### 読解用抜粋 ###

出版社内容情報
片足の少年アルフレッドは,偶然手に入れた馬具を同名の人に渡せとのお告げを受け,ウェシクス王の弟アルフレッドを訪ねる.イングランド統一を実現するアルフレッド王の知恵と勇気を,少年の目で描く.
内容説明
イングランド統一を実現するアルフレッド王の知恵と勇気を少年の目で描く。
感想・レビュー
※以下の感想・レビューは、株式会社ブックウォーカーの提供する「読書メーター」によるものです。

###

取り組む課題: アルフレッド王の物語を紹介する抜粋文では、片足の少年アルフレッドは誰を訪ねますか。

### 記載行一覧 ###

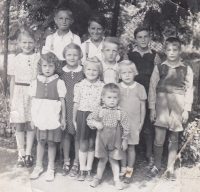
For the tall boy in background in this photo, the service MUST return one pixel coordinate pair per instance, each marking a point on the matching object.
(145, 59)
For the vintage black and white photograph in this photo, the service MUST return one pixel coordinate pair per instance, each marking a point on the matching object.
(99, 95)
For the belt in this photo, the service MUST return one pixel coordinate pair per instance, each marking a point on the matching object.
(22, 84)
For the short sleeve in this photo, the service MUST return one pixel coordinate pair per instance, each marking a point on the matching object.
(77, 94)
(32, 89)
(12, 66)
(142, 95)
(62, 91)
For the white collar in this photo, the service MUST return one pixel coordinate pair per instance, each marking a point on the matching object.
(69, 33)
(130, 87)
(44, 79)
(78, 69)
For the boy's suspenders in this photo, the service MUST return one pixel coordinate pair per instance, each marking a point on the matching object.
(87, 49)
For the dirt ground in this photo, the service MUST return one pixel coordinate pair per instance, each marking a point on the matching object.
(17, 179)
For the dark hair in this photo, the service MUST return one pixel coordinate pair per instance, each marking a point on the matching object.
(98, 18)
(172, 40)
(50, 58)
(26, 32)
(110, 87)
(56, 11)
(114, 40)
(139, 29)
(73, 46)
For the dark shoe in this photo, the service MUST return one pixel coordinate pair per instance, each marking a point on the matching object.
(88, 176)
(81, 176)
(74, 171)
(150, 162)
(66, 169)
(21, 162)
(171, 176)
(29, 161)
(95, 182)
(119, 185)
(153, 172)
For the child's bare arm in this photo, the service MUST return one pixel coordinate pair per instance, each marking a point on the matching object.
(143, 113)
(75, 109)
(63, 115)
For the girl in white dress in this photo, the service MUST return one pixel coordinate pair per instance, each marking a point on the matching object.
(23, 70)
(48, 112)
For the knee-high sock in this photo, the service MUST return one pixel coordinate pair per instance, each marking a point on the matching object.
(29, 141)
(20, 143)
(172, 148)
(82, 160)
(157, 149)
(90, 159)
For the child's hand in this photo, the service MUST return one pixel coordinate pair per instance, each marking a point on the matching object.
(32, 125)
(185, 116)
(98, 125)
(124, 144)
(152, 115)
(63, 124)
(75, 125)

###

完成した解答: ウェシクス王の弟アルフレッドです。